## Work request
Images excluded, reproduce each line of the records exactly as it stands.

[[ Raw data open ]]

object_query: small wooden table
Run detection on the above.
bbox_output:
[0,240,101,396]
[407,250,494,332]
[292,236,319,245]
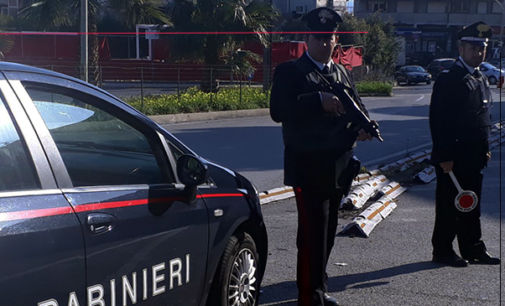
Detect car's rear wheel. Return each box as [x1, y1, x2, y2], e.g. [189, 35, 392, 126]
[208, 232, 260, 306]
[426, 81, 431, 85]
[488, 76, 497, 85]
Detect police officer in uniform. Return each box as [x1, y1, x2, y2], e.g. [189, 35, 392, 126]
[270, 7, 374, 306]
[429, 21, 500, 267]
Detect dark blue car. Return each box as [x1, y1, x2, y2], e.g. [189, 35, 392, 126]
[395, 65, 432, 86]
[0, 62, 267, 306]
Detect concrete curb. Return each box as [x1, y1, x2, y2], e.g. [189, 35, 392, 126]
[150, 109, 270, 124]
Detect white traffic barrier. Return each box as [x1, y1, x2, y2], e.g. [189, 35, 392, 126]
[374, 181, 407, 201]
[259, 186, 294, 205]
[414, 166, 436, 183]
[377, 150, 431, 173]
[341, 175, 390, 210]
[351, 169, 383, 186]
[340, 197, 398, 237]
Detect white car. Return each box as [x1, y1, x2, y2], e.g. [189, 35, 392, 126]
[479, 62, 504, 85]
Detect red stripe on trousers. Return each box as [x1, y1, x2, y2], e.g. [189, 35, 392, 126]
[294, 187, 311, 306]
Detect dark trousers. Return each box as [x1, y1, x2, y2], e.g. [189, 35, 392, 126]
[294, 186, 343, 306]
[432, 166, 486, 258]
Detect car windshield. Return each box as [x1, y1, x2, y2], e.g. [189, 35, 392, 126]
[406, 66, 425, 72]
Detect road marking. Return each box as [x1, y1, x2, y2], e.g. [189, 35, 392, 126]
[415, 95, 425, 102]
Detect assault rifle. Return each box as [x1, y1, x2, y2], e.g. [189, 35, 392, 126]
[323, 80, 384, 142]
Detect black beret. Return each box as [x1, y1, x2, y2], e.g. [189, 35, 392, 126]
[302, 7, 343, 35]
[457, 21, 492, 46]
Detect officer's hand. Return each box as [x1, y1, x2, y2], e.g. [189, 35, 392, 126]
[487, 151, 491, 162]
[321, 92, 345, 115]
[357, 129, 373, 141]
[440, 161, 454, 173]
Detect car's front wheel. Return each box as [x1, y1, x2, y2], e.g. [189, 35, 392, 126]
[209, 232, 260, 306]
[488, 76, 497, 85]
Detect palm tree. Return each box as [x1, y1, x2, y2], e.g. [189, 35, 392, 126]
[0, 15, 15, 60]
[166, 0, 278, 92]
[19, 0, 169, 85]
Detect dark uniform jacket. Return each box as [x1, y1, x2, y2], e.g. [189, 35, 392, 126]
[270, 53, 368, 190]
[429, 59, 491, 170]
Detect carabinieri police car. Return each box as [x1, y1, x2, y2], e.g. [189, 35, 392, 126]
[0, 62, 267, 306]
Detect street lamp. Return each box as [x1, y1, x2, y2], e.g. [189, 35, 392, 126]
[80, 0, 88, 82]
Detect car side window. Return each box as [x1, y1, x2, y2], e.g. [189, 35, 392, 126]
[0, 97, 40, 191]
[23, 84, 174, 187]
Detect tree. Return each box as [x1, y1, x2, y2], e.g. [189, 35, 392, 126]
[0, 15, 15, 59]
[165, 0, 278, 92]
[339, 12, 399, 77]
[19, 0, 169, 85]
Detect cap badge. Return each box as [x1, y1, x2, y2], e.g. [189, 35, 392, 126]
[477, 24, 490, 38]
[318, 9, 333, 24]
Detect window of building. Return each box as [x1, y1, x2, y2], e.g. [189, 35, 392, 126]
[492, 1, 502, 13]
[397, 1, 414, 13]
[369, 1, 387, 12]
[477, 2, 487, 14]
[453, 1, 469, 13]
[427, 2, 446, 13]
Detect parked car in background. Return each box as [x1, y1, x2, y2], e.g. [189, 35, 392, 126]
[407, 51, 435, 67]
[486, 58, 505, 68]
[479, 62, 504, 85]
[395, 65, 432, 85]
[427, 58, 455, 79]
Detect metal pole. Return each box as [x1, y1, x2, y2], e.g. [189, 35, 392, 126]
[501, 0, 505, 52]
[495, 0, 505, 51]
[141, 67, 144, 109]
[177, 67, 181, 102]
[80, 0, 88, 82]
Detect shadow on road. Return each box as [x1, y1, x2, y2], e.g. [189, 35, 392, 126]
[259, 261, 441, 305]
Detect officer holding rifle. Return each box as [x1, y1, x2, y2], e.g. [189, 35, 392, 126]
[269, 7, 380, 306]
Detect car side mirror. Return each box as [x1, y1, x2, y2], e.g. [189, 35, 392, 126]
[176, 155, 211, 203]
[177, 154, 211, 186]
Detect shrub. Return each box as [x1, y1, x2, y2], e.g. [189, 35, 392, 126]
[123, 82, 391, 116]
[355, 82, 393, 95]
[124, 86, 270, 115]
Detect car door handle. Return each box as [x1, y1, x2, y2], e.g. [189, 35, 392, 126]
[87, 213, 115, 235]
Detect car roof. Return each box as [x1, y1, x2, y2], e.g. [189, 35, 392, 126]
[0, 61, 79, 79]
[432, 58, 455, 62]
[0, 61, 125, 102]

[[ Raw data closed ]]

## Response
object_query: small wooden table
Run detection on the above.
bbox_output:
[0,240,101,396]
[407,250,494,332]
[292,236,319,245]
Detect car's rear wheel. Return each box as [x1, y1, x2, y2], e.g. [189, 35, 392, 126]
[208, 232, 260, 306]
[426, 81, 431, 85]
[488, 76, 497, 85]
Detect police officer in uniform. Return each box as [x1, y1, x2, y2], e.g. [189, 35, 392, 126]
[270, 7, 374, 306]
[429, 21, 500, 267]
Detect dark blue car. Return each box as [x1, y1, x2, y2], e.g. [189, 35, 392, 126]
[395, 65, 432, 86]
[0, 62, 267, 306]
Detect concrete curb. Return each box as [x1, y1, x2, y2], e.g. [189, 35, 392, 126]
[150, 109, 270, 124]
Detect white traffic barrier. Return each box as [x1, y1, x2, y2], e.g. [189, 35, 392, 126]
[374, 181, 407, 201]
[259, 186, 294, 205]
[414, 166, 436, 183]
[377, 150, 431, 173]
[341, 175, 390, 210]
[351, 169, 383, 186]
[340, 197, 398, 237]
Detect white car. Return each box as [x1, y1, x2, y2], e.g. [189, 35, 392, 126]
[479, 62, 504, 85]
Detect red stripe on trousers. Return each box as [x1, y1, x2, y2], e.g. [189, 35, 392, 126]
[294, 187, 311, 306]
Detect dark trousers. Return each box as [x1, y1, x2, y2], e.g. [189, 35, 392, 126]
[294, 186, 343, 306]
[432, 166, 486, 258]
Detect car windshield. Return each box as [x1, y1, x2, y2], e.g. [189, 35, 392, 126]
[406, 66, 425, 72]
Detect road marking. Return each box as [x1, y1, x2, y2], e.g. [189, 35, 392, 126]
[415, 95, 425, 102]
Detect assault rifle. Return each box as [x1, y1, x2, y2], e.g. [189, 35, 392, 126]
[323, 80, 384, 142]
Detect black beret. Return each box as [x1, y1, x2, y2], e.g. [189, 35, 392, 126]
[302, 7, 343, 35]
[457, 21, 492, 46]
Detect officer's hand. Return each box as [x1, y1, x2, y2], e.g. [189, 35, 392, 126]
[487, 151, 491, 162]
[321, 92, 345, 115]
[357, 129, 373, 141]
[440, 161, 454, 173]
Detect car's front wheel. Return each box as [x1, y1, x2, y2], e.g. [189, 35, 392, 126]
[209, 232, 260, 306]
[488, 76, 497, 85]
Detect palm tree. Return each box as [x1, y1, x2, y2], e.g. [189, 35, 392, 126]
[0, 15, 15, 60]
[166, 0, 278, 92]
[19, 0, 169, 85]
Detect dark uniform jacket. Return each box as [x1, y1, x2, y2], e.g. [189, 35, 392, 126]
[270, 53, 368, 190]
[429, 59, 491, 170]
Detect carabinieri police car. Return each box as [x1, y1, x2, y2], e.g. [189, 35, 392, 126]
[0, 62, 267, 306]
Detect street lamp. Return each box as [x1, y1, x2, y2], e.g. [189, 35, 392, 126]
[80, 0, 88, 82]
Detect car side window. Return each box as [x1, y1, x2, y2], e.g. [189, 35, 392, 126]
[0, 97, 40, 191]
[23, 84, 174, 187]
Detect tree. Return each box as [x1, y1, x2, y2], e.g. [189, 35, 392, 126]
[0, 15, 15, 59]
[165, 0, 278, 92]
[339, 12, 399, 77]
[19, 0, 169, 85]
Detect cap badge. Return each box as [x1, y1, x2, y2], e.g. [189, 35, 392, 126]
[477, 24, 490, 38]
[318, 9, 333, 24]
Detect window of building. Return each box as [x1, y1, x2, y2], e.g. [189, 35, 392, 126]
[492, 1, 502, 13]
[397, 1, 414, 13]
[369, 1, 387, 12]
[477, 2, 487, 14]
[453, 1, 469, 13]
[427, 2, 446, 13]
Detect parked car in background. Return each box as [x1, y1, x2, y2], e.g. [189, 35, 392, 126]
[407, 51, 435, 67]
[486, 58, 505, 68]
[479, 62, 504, 85]
[395, 65, 432, 85]
[427, 58, 455, 79]
Detect metal pole. Return each box as [x1, y1, x2, y2], e.g. [189, 35, 392, 126]
[501, 0, 505, 52]
[495, 0, 505, 51]
[141, 67, 144, 109]
[177, 67, 181, 102]
[80, 0, 88, 82]
Detect shadow on road. Return each box as [x1, y1, x2, y2], e.g. [189, 35, 392, 126]
[259, 261, 441, 305]
Detect officer holding rifle. Return each box as [x1, y1, x2, y2], e.g. [189, 35, 392, 126]
[269, 7, 380, 306]
Detect car side mirror. Return each box as [x1, y1, x2, y2], e.g. [189, 35, 392, 126]
[176, 155, 211, 203]
[177, 154, 211, 186]
Detect shrub. Return each box as [x1, y1, x2, y2], e.g. [189, 35, 392, 126]
[123, 82, 391, 116]
[355, 82, 393, 95]
[124, 86, 270, 115]
Detect car door handle. Return each box as [x1, y1, x2, y2], e.g. [189, 35, 392, 126]
[87, 213, 115, 235]
Detect car roof. Return each box as [x1, y1, x2, y2], e.g. [189, 35, 392, 126]
[0, 61, 79, 79]
[432, 58, 455, 62]
[0, 61, 125, 102]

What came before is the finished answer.